* _PROBLEM TO SOLVE_:
Convert the stretch of rows from the start through the line containing "M 85 90 L 84" into a JSON list of strings, one string per line with blank lines dropped. Leave the pictures out.

** begin DATA EXCERPTS **

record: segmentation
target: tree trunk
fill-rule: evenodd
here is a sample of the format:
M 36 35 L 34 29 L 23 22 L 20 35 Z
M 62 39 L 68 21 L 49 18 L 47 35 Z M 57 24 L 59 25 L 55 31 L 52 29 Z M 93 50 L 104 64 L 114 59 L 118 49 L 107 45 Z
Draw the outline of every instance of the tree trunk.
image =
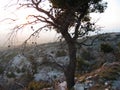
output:
M 74 77 L 75 77 L 75 70 L 76 70 L 76 46 L 75 42 L 68 43 L 68 50 L 69 50 L 69 64 L 65 71 L 65 77 L 67 82 L 68 90 L 71 90 L 75 84 Z

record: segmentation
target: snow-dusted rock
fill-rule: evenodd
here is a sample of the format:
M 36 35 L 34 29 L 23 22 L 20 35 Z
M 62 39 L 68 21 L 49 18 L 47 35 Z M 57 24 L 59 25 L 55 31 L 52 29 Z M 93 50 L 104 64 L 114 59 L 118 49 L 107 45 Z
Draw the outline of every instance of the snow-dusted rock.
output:
M 85 90 L 84 87 L 85 87 L 84 84 L 76 83 L 76 84 L 74 85 L 74 90 Z

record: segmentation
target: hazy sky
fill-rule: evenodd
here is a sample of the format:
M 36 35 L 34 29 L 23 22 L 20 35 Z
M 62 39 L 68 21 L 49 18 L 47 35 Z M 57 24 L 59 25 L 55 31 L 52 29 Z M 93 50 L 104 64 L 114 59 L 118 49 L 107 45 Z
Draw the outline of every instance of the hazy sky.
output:
M 8 7 L 7 4 L 11 3 L 11 1 L 16 1 L 16 0 L 0 0 L 0 21 L 2 21 L 4 18 L 8 18 L 8 17 L 12 17 L 15 19 L 18 19 L 18 22 L 15 24 L 19 24 L 22 22 L 25 22 L 26 20 L 26 16 L 30 13 L 34 13 L 34 10 L 21 10 L 21 11 L 17 11 L 14 12 L 16 10 L 15 7 Z M 98 20 L 97 24 L 100 25 L 101 27 L 103 27 L 103 31 L 102 32 L 120 32 L 120 0 L 106 0 L 108 2 L 108 7 L 105 11 L 105 13 L 103 14 L 92 14 L 93 17 L 93 21 Z M 11 13 L 12 12 L 12 13 Z M 9 20 L 11 21 L 11 20 Z M 3 43 L 5 43 L 6 41 L 6 36 L 8 36 L 8 30 L 9 28 L 11 28 L 12 25 L 10 25 L 8 23 L 8 21 L 4 21 L 4 22 L 0 22 L 0 45 L 3 45 Z M 27 30 L 23 33 L 21 33 L 22 35 L 20 36 L 29 36 L 29 34 L 31 33 L 31 31 L 29 31 L 29 33 L 27 32 Z M 54 41 L 54 37 L 55 35 L 52 35 L 53 32 L 51 32 L 51 34 L 46 34 L 46 32 L 42 33 L 42 38 L 41 43 L 42 42 L 46 42 L 46 41 Z M 15 38 L 16 40 L 18 39 L 18 42 L 23 41 L 23 38 L 21 37 L 21 39 L 19 38 Z M 47 39 L 44 39 L 47 38 Z M 52 39 L 49 39 L 49 37 L 53 37 Z

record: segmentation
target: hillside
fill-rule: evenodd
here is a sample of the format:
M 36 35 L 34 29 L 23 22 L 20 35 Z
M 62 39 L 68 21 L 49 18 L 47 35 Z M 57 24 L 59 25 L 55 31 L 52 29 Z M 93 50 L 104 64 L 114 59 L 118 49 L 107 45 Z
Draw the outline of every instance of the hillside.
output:
M 78 45 L 75 90 L 120 90 L 120 33 L 92 36 L 84 44 Z M 1 51 L 0 90 L 53 90 L 65 81 L 56 63 L 69 63 L 65 42 Z

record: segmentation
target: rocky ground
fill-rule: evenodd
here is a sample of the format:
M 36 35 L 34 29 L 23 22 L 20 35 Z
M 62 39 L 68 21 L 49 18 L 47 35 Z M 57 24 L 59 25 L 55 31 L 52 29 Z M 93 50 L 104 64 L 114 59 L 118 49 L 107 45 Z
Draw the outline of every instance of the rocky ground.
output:
M 120 90 L 120 33 L 92 36 L 84 44 L 78 45 L 74 89 Z M 63 67 L 69 63 L 65 42 L 1 51 L 0 90 L 66 88 L 64 73 L 56 63 Z

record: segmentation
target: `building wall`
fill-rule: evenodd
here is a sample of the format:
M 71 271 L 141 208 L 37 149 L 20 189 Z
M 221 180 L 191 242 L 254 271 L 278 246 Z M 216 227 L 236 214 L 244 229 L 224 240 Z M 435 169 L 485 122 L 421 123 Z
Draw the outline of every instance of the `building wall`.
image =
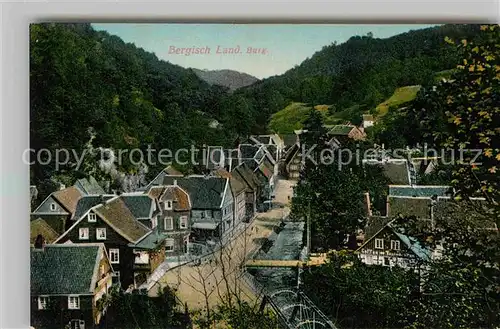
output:
M 63 329 L 69 321 L 85 321 L 85 329 L 95 328 L 93 319 L 93 296 L 80 296 L 80 309 L 68 309 L 68 296 L 50 296 L 47 310 L 38 309 L 38 296 L 31 296 L 30 324 L 36 329 Z
M 88 228 L 89 229 L 89 239 L 80 240 L 79 229 Z M 96 238 L 96 229 L 106 228 L 106 240 L 98 240 Z M 124 289 L 127 289 L 129 285 L 134 283 L 133 277 L 133 266 L 134 266 L 134 254 L 133 249 L 128 247 L 130 243 L 120 234 L 115 232 L 111 226 L 104 222 L 99 216 L 97 216 L 96 222 L 89 222 L 88 217 L 83 218 L 76 226 L 74 226 L 68 233 L 58 242 L 64 243 L 71 240 L 73 243 L 89 243 L 89 242 L 102 242 L 106 246 L 106 251 L 109 255 L 110 249 L 119 249 L 119 264 L 112 264 L 115 272 L 120 272 L 120 282 Z
M 50 205 L 54 204 L 55 209 L 51 210 Z M 69 214 L 66 209 L 64 209 L 59 202 L 51 195 L 47 199 L 45 199 L 42 204 L 36 209 L 37 214 L 54 214 L 54 215 L 67 215 Z
M 226 180 L 225 195 L 221 207 L 222 211 L 222 232 L 227 231 L 234 223 L 234 197 L 229 186 L 229 181 Z

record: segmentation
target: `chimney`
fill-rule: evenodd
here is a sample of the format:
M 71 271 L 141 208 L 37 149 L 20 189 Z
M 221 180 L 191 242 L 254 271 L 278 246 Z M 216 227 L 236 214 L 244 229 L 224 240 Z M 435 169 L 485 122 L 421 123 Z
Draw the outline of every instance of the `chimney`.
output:
M 45 239 L 41 234 L 38 234 L 35 240 L 35 249 L 43 249 L 45 247 Z
M 368 217 L 372 216 L 372 204 L 370 201 L 370 193 L 365 192 L 365 206 L 366 206 L 366 214 Z

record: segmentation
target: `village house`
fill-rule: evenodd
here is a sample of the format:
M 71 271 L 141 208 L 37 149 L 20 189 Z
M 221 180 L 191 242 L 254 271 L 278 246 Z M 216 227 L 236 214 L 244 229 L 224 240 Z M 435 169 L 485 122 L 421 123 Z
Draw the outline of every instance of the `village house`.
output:
M 352 124 L 325 126 L 328 130 L 328 135 L 336 137 L 340 142 L 343 139 L 350 138 L 353 140 L 364 140 L 366 133 Z
M 74 186 L 52 192 L 31 213 L 31 220 L 41 218 L 54 231 L 62 234 L 73 217 L 78 201 L 82 196 L 83 193 Z
M 88 179 L 82 178 L 77 180 L 74 186 L 79 189 L 84 195 L 106 194 L 104 189 L 99 185 L 99 183 L 93 176 L 89 176 Z
M 172 185 L 154 186 L 146 192 L 156 200 L 161 213 L 154 227 L 165 236 L 165 256 L 179 257 L 189 252 L 191 233 L 191 198 L 174 180 Z
M 229 178 L 191 175 L 166 176 L 163 185 L 178 185 L 191 200 L 192 237 L 215 242 L 234 223 L 234 198 Z
M 257 212 L 259 195 L 259 181 L 245 164 L 233 169 L 231 175 L 234 179 L 245 185 L 245 222 L 249 222 Z M 241 199 L 239 200 L 241 202 Z M 237 202 L 238 203 L 238 202 Z M 241 208 L 240 208 L 241 209 Z
M 30 222 L 30 246 L 34 246 L 39 236 L 43 237 L 43 243 L 49 244 L 56 241 L 59 234 L 41 218 Z
M 113 273 L 104 244 L 37 244 L 30 269 L 32 327 L 98 328 Z
M 417 183 L 415 168 L 407 159 L 367 158 L 362 159 L 362 164 L 363 166 L 380 166 L 390 184 L 415 185 Z
M 363 123 L 362 123 L 361 126 L 364 129 L 373 126 L 374 123 L 375 123 L 375 120 L 373 118 L 373 115 L 371 115 L 371 114 L 363 114 Z
M 246 216 L 246 196 L 245 190 L 246 185 L 241 181 L 239 175 L 233 175 L 230 172 L 227 172 L 224 169 L 219 169 L 216 172 L 217 176 L 222 178 L 229 178 L 229 186 L 231 187 L 231 191 L 234 196 L 234 223 L 233 227 L 238 225 L 239 223 L 245 221 Z
M 147 277 L 164 258 L 163 236 L 151 236 L 154 232 L 141 223 L 127 206 L 126 196 L 115 196 L 90 208 L 61 235 L 55 243 L 102 242 L 106 246 L 114 268 L 114 281 L 124 289 L 136 287 L 139 279 Z M 147 240 L 145 240 L 147 239 Z M 146 243 L 147 242 L 147 243 Z M 143 245 L 147 245 L 144 248 Z M 136 266 L 134 249 L 147 249 L 150 254 L 147 265 Z M 160 257 L 159 260 L 156 258 Z
M 399 266 L 419 270 L 431 259 L 431 251 L 393 226 L 391 220 L 369 236 L 356 252 L 367 265 Z

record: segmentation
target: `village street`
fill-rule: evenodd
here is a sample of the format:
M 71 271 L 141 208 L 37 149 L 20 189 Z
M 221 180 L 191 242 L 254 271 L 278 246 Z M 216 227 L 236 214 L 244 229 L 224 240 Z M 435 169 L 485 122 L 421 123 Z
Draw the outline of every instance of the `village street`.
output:
M 277 206 L 265 213 L 258 213 L 248 224 L 241 223 L 246 228 L 236 233 L 236 237 L 201 264 L 191 263 L 167 271 L 149 290 L 149 295 L 155 296 L 160 287 L 169 285 L 177 290 L 179 299 L 189 309 L 212 308 L 220 304 L 227 292 L 249 302 L 256 301 L 256 296 L 242 278 L 241 268 L 247 255 L 260 248 L 262 239 L 269 236 L 273 226 L 288 214 L 294 183 L 277 181 L 273 203 L 283 205 L 283 208 Z

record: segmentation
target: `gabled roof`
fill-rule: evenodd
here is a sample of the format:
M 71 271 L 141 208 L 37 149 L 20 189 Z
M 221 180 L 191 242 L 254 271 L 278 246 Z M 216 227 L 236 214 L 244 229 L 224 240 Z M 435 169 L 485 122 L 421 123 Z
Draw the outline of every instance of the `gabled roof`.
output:
M 283 144 L 286 148 L 289 148 L 290 146 L 295 145 L 298 142 L 296 134 L 282 135 L 281 139 L 283 140 Z
M 173 185 L 174 179 L 177 185 L 189 193 L 193 208 L 220 209 L 224 189 L 228 183 L 227 178 L 197 175 L 177 178 L 167 176 L 163 184 Z
M 106 193 L 93 176 L 77 180 L 75 186 L 87 195 Z
M 406 197 L 432 197 L 447 196 L 451 192 L 451 186 L 434 185 L 389 185 L 389 195 Z
M 108 200 L 105 204 L 99 204 L 93 208 L 93 211 L 129 242 L 135 243 L 151 231 L 136 220 L 123 197 L 117 197 Z
M 42 235 L 45 243 L 54 242 L 59 234 L 41 218 L 30 222 L 30 243 L 33 245 L 38 235 Z
M 82 196 L 82 192 L 74 186 L 52 193 L 52 197 L 71 214 L 75 213 L 78 200 L 80 200 Z
M 136 219 L 150 217 L 154 201 L 147 194 L 122 194 L 121 198 Z
M 395 219 L 391 220 L 384 226 L 382 226 L 378 232 L 373 234 L 371 237 L 365 240 L 363 245 L 361 245 L 356 251 L 362 250 L 372 239 L 376 238 L 379 234 L 381 234 L 385 229 L 391 230 L 400 240 L 404 243 L 408 249 L 413 252 L 415 256 L 422 260 L 430 260 L 431 259 L 431 251 L 429 248 L 422 246 L 417 239 L 405 235 L 401 232 L 397 227 L 394 226 Z
M 101 201 L 108 201 L 116 197 L 116 195 L 85 195 L 80 200 L 78 200 L 78 204 L 76 205 L 76 210 L 73 215 L 73 220 L 80 219 L 90 208 L 97 206 Z
M 160 198 L 168 196 L 172 198 L 173 208 L 175 211 L 191 210 L 191 198 L 189 194 L 178 185 L 163 186 L 163 193 Z
M 350 125 L 334 125 L 333 127 L 331 127 L 328 133 L 330 135 L 347 136 L 355 128 L 356 128 L 355 126 L 350 126 Z
M 430 219 L 430 197 L 387 197 L 387 216 L 390 218 L 401 215 L 403 217 L 415 216 L 421 219 Z
M 32 295 L 91 295 L 103 244 L 54 244 L 31 249 Z
M 410 185 L 410 168 L 406 159 L 364 159 L 363 164 L 379 165 L 392 184 Z

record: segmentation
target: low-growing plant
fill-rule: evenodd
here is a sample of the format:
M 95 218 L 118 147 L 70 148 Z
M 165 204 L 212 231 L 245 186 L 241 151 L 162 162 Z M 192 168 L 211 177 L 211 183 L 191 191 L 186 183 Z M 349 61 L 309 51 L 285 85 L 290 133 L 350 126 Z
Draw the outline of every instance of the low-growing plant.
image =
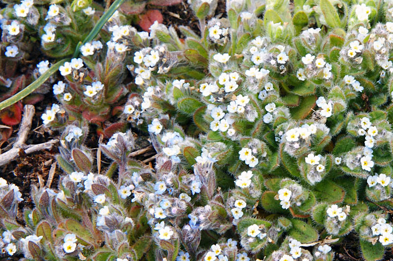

** end DATA EXCERPTS **

* _FINISHED EXERCISE_:
[
  "record: segmentation",
  "target: tree trunk",
  "fill-rule: evenodd",
  "here is a sample of the format:",
  "M 36 35 L 34 29 L 23 22 L 20 35 Z",
  "M 62 39 L 68 21 L 49 18 L 47 35 Z M 57 24 L 59 25 L 55 31 L 52 29 Z M 93 50 L 104 64 L 114 59 L 118 49 L 107 45 Z",
  "Draw the outline of every instance of the tree trunk.",
  "image =",
  "output:",
  "M 74 77 L 75 77 L 75 70 L 76 70 L 76 46 L 75 42 L 68 43 L 68 50 L 69 50 L 69 64 L 65 71 L 65 77 L 67 82 L 68 90 L 71 90 L 75 84 Z",
  "record: segmentation",
  "target: snow-dusted rock",
  "fill-rule: evenodd",
  "here is a sample of the format:",
  "M 36 35 L 34 29 L 23 22 L 20 35 Z",
  "M 62 39 L 68 21 L 49 18 L 47 35 Z M 57 24 L 59 25 L 55 31 L 52 29 Z M 93 50 L 104 64 L 114 59 L 118 49 L 107 45 Z",
  "Draw the outline of every instance of the snow-dusted rock.",
  "output:",
  "M 85 90 L 84 87 L 85 87 L 84 84 L 76 83 L 76 84 L 74 85 L 74 90 Z"
]